(Named object pointing entries)
***

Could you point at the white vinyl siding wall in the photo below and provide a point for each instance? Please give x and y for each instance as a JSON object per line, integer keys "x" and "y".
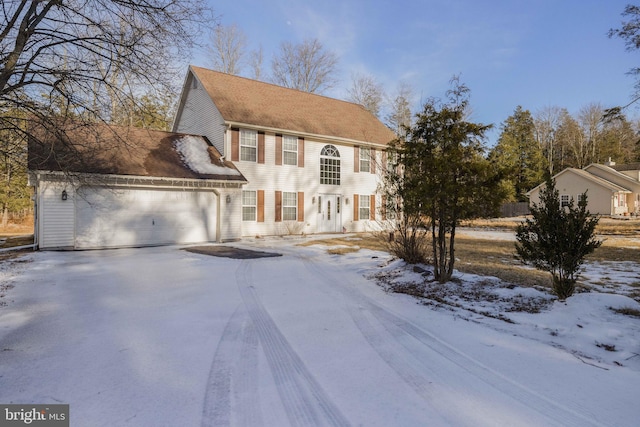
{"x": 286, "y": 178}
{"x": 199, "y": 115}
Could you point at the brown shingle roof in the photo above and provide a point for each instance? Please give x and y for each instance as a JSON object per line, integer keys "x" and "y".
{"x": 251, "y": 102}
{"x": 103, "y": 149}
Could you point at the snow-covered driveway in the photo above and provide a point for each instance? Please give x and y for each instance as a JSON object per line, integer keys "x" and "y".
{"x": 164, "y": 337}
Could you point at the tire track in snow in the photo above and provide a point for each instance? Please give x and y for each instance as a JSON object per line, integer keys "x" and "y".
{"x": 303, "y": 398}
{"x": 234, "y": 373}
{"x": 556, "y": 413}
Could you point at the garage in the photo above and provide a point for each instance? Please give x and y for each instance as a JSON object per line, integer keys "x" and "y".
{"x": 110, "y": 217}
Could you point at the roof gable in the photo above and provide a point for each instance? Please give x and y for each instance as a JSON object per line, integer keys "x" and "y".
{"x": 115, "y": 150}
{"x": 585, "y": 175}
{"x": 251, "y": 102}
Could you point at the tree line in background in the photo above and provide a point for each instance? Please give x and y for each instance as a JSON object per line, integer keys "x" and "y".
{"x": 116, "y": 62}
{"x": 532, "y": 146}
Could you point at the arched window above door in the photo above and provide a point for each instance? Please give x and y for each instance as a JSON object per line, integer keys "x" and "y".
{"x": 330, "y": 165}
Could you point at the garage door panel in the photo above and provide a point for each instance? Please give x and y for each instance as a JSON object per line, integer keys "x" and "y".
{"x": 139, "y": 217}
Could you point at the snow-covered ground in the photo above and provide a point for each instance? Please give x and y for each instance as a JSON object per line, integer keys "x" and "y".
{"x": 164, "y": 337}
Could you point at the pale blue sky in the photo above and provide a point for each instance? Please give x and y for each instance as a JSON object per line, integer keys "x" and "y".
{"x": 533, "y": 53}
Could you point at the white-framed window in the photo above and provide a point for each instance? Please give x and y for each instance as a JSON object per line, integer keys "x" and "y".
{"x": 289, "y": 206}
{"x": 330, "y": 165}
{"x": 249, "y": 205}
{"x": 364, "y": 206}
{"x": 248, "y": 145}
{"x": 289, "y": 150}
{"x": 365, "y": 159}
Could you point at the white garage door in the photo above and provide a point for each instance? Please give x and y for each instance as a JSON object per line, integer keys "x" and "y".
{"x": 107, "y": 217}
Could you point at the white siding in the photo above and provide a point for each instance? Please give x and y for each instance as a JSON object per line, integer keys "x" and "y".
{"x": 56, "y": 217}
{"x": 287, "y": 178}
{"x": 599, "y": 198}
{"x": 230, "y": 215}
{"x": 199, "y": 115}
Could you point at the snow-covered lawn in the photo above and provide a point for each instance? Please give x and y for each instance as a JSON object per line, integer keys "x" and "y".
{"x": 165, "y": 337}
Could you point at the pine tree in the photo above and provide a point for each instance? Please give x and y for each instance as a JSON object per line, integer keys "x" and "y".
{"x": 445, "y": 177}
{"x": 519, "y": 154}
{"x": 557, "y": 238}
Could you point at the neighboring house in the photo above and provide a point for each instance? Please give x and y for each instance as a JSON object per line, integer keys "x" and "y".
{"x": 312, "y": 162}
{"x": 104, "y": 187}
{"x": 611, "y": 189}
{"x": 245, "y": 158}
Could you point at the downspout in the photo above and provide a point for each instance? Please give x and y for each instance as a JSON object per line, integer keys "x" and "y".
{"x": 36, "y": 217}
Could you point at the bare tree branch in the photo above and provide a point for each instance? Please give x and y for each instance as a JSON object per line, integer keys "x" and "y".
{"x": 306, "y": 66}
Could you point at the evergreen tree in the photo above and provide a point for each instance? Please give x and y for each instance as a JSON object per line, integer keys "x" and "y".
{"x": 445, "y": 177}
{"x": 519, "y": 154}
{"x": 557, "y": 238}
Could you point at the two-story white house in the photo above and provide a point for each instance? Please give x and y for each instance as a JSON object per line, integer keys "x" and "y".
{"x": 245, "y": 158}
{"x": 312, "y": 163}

***

## Task
Every line of the data should be copied as it stands, without the images.

## Worked solution
Could you point at the white vinyl siding wall in the photo below and provide a point for each instance? Please give x and y for each instance as a JSON object per line, integer keys "x" and "y".
{"x": 286, "y": 178}
{"x": 199, "y": 115}
Could you point at the brown shingle roof in the photo above and provide a point for each instance? Please give x and y for each instance as a JSON object per line, integer keys "x" and "y".
{"x": 251, "y": 102}
{"x": 103, "y": 149}
Could you point at the snow-covered driveway in the photo above and provide a point for each instance? Please give x and y for each instance as a JSON object per line, integer keys "x" and "y".
{"x": 164, "y": 337}
Could you point at the tire track in snow in the photo above and provide a point for each instance? Please give x and y for each instance as a JSON object per line, integer keys "x" and "y".
{"x": 303, "y": 398}
{"x": 234, "y": 373}
{"x": 556, "y": 413}
Could you point at the garage in the photo above and provide a point for each instance? Please give x and y for each instance as a JSON object per line, integer keys "x" and "y".
{"x": 110, "y": 217}
Could you point at the roof gable in the photo above and provide a point for each instance? Please give x and y for each instance as a JSON object per line, integer keys "x" and "y".
{"x": 115, "y": 150}
{"x": 585, "y": 175}
{"x": 251, "y": 102}
Could you point at the tree line in background in the photo above and provide a point for each instance? Please give x and y for each instance as a JSON object per line, integer keys "x" and "y".
{"x": 116, "y": 62}
{"x": 532, "y": 146}
Could you point at the arched window above door in the photo above and provide a point for each instance? Please give x and y for each instance as a JSON object per line, integer keys "x" and "y".
{"x": 330, "y": 165}
Could you point at the garage door panel in the photo above and provide a point for each instance? Please give x and y for each instance as a JSON object per line, integer keys "x" and "y".
{"x": 139, "y": 217}
Could you point at the snow-covered ground in the photo above and provide a point for each instance? Please give x and y for each instance as a JSON object per line, integer keys "x" and "y".
{"x": 164, "y": 337}
Could you point at the pale blue sky in the photo above and provide a point for each instance? Please give x and y for each instance as a JSON object per line, integer keys "x" and "y".
{"x": 533, "y": 53}
Could you point at the white-framed window in the photo above and provide a point for each instance? Please give x and y for each instance as a JSON object per line, integer keys "x" and "y".
{"x": 289, "y": 206}
{"x": 330, "y": 165}
{"x": 249, "y": 205}
{"x": 364, "y": 206}
{"x": 248, "y": 145}
{"x": 289, "y": 150}
{"x": 365, "y": 159}
Could you point at the white garage door in the photo above and provide a point for each instance? Please give x and y for each instance as a JSON object per line, integer keys "x" and "y".
{"x": 107, "y": 217}
Could you point at the white siding in the photo above and provide a point for each instance? Please give x and y for each instance as a JSON object per line, integer keys "x" and "y".
{"x": 56, "y": 217}
{"x": 287, "y": 178}
{"x": 599, "y": 198}
{"x": 230, "y": 215}
{"x": 199, "y": 115}
Could you point at the snow-covered lawn in the photo above and provide a point for each instance? Please give x and y for each instance as a JSON object per line, integer keys "x" and "y".
{"x": 165, "y": 337}
Could you point at the pine tree in the photo above and provide a point for each instance? Please give x and y for each instance as a JSON object per line, integer keys "x" and "y".
{"x": 445, "y": 177}
{"x": 519, "y": 154}
{"x": 557, "y": 238}
Could you point at the neighboring house in the photo above and provide a point for each instance? Please give x and y for each instance as a JSON object per line, integer keys "x" and "y".
{"x": 312, "y": 162}
{"x": 104, "y": 187}
{"x": 611, "y": 189}
{"x": 245, "y": 158}
Could you point at the downspout in the photo above and provide a point for each instance? Please give x and y for each instance as a JSON object per line, integer keys "x" and "y".
{"x": 36, "y": 217}
Could you point at the bare tree branch in the photo above and provide a point for each instance? Please give x and y for each instance as a JSON object per line, integer keys "x" and "y".
{"x": 306, "y": 66}
Could you point at the evergreen tree in the photo above and provide a point for each instance? Please give x and y for each instance as a JSON object per line, integer keys "x" and "y".
{"x": 445, "y": 177}
{"x": 519, "y": 154}
{"x": 557, "y": 238}
Could you point at the two-story white house in the photo above and provide a point for each instance? Please give x and y for each instance as a JSON object per line, integer keys "x" and "y".
{"x": 245, "y": 158}
{"x": 312, "y": 163}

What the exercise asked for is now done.